Goal of the exercise :: All of the data below should be returned exactly.

[Extracted records]

++++++++++

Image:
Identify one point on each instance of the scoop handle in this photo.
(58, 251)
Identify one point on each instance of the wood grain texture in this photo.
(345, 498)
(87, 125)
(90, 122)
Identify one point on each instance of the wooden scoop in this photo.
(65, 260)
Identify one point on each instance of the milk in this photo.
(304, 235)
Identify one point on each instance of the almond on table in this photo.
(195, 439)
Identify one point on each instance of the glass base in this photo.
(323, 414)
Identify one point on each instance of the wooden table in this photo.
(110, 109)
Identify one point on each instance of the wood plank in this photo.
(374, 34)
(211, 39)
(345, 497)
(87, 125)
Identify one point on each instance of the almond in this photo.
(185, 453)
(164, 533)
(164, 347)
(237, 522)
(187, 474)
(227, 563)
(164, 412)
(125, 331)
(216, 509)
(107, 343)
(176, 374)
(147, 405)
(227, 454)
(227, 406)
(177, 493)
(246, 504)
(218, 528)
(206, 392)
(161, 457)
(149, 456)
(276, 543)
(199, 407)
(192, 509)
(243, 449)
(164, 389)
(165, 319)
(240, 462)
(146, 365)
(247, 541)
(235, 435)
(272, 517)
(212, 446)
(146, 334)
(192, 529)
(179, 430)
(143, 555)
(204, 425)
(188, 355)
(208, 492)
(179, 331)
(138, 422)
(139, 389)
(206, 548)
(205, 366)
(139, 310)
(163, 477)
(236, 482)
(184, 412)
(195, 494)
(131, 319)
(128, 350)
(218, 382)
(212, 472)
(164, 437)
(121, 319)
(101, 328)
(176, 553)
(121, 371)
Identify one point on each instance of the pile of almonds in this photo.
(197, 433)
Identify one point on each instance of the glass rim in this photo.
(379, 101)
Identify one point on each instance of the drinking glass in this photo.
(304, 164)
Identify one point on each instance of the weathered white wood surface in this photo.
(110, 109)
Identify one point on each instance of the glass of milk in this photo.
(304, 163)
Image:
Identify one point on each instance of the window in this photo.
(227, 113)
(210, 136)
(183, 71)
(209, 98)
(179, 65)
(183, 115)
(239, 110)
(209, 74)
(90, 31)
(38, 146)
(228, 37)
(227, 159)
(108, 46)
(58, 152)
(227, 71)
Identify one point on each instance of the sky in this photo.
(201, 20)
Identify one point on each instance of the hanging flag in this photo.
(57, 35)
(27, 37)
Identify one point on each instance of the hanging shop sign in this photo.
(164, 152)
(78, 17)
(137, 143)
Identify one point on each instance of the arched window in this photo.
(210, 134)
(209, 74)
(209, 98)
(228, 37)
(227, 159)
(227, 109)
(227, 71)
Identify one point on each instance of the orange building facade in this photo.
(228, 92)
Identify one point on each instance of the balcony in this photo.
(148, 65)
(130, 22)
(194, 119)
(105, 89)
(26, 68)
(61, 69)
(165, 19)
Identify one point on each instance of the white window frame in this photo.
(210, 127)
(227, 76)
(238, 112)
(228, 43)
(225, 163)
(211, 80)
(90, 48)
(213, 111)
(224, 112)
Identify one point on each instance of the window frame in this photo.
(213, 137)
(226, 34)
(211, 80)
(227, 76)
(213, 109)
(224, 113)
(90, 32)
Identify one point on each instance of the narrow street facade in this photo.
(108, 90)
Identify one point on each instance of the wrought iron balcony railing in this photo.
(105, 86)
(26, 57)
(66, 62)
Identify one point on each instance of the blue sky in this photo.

++++++++++

Solution below ::
Image:
Identify one point on each instance of the scoop handle in this photo.
(58, 251)
Identify one point on each instance of the wood grain texture in this photo.
(345, 498)
(87, 125)
(90, 122)
Identify one point on each instance of the wooden scoop in this photo.
(65, 260)
Identify one point on each instance of the milk in this photo.
(304, 235)
Identify one point on each instance of the almond on table in this photo.
(195, 439)
Identify one point on each instance of the glass base in this photo.
(323, 414)
Identify one point on each instance of the wooden table in this photo.
(110, 109)
Identify one point on each instance of the wood plank in this photo.
(374, 34)
(211, 39)
(345, 497)
(87, 125)
Identify one point on each instance of the almond in this photo.
(185, 453)
(164, 533)
(164, 347)
(237, 522)
(187, 474)
(227, 563)
(164, 412)
(125, 331)
(216, 509)
(107, 343)
(176, 374)
(147, 405)
(227, 454)
(227, 406)
(177, 493)
(246, 504)
(218, 528)
(206, 392)
(161, 457)
(149, 456)
(276, 543)
(199, 407)
(192, 509)
(243, 449)
(164, 389)
(165, 319)
(240, 462)
(146, 365)
(247, 541)
(235, 435)
(272, 517)
(212, 446)
(146, 334)
(192, 529)
(179, 430)
(143, 555)
(204, 425)
(188, 355)
(208, 492)
(179, 331)
(138, 422)
(139, 389)
(206, 548)
(205, 366)
(139, 310)
(163, 477)
(236, 482)
(184, 412)
(195, 494)
(131, 319)
(128, 350)
(218, 382)
(212, 472)
(164, 437)
(121, 319)
(101, 328)
(176, 553)
(121, 371)
Identify one point on each instance of the pile of almonds in this photo.
(197, 433)
Identify one point on each instance of the glass rim in this photo.
(379, 101)
Identify one point on each instance of the drinking glass in this photo.
(304, 164)
Identify one point on each instance of the weathered white wood surface in this photo.
(110, 109)
Identify one point on each instance of the glass of milk in this photo.
(304, 163)
Image:
Identify one point on each instance of the window in this photo.
(227, 113)
(210, 136)
(183, 71)
(209, 98)
(179, 65)
(183, 115)
(239, 110)
(209, 74)
(90, 31)
(38, 146)
(228, 37)
(227, 159)
(108, 46)
(58, 152)
(227, 71)
Identify one point on each instance of the sky in this photo.
(201, 20)
Identify one point on each instance of the hanging flag in this photo.
(57, 35)
(27, 37)
Identify one point on each instance of the hanging shop sign in this photo.
(164, 152)
(78, 17)
(137, 143)
Identify one point on each instance of the arched window in this photo.
(210, 134)
(209, 74)
(209, 98)
(228, 37)
(227, 159)
(227, 109)
(227, 71)
Identify one point on each instance of the orange building facade in this photo.
(228, 92)
Identify one point on each instance of the balcony in this photo.
(148, 65)
(130, 22)
(194, 119)
(105, 89)
(26, 68)
(61, 69)
(165, 19)
Identify one point on each instance of the white window frame in this photo.
(210, 127)
(227, 76)
(238, 112)
(228, 43)
(225, 163)
(211, 80)
(90, 48)
(213, 111)
(224, 112)
Identify one point on each instance of the window frame in this photo.
(213, 137)
(226, 34)
(211, 80)
(227, 76)
(213, 109)
(224, 113)
(90, 32)
Identify one point on each instance of the narrow street facade in this photo.
(108, 90)
Identify one point on each instance of the wrought iron balcony railing in this photo.
(105, 86)
(26, 57)
(66, 62)
Identify one point on each instance of the blue sky in this photo.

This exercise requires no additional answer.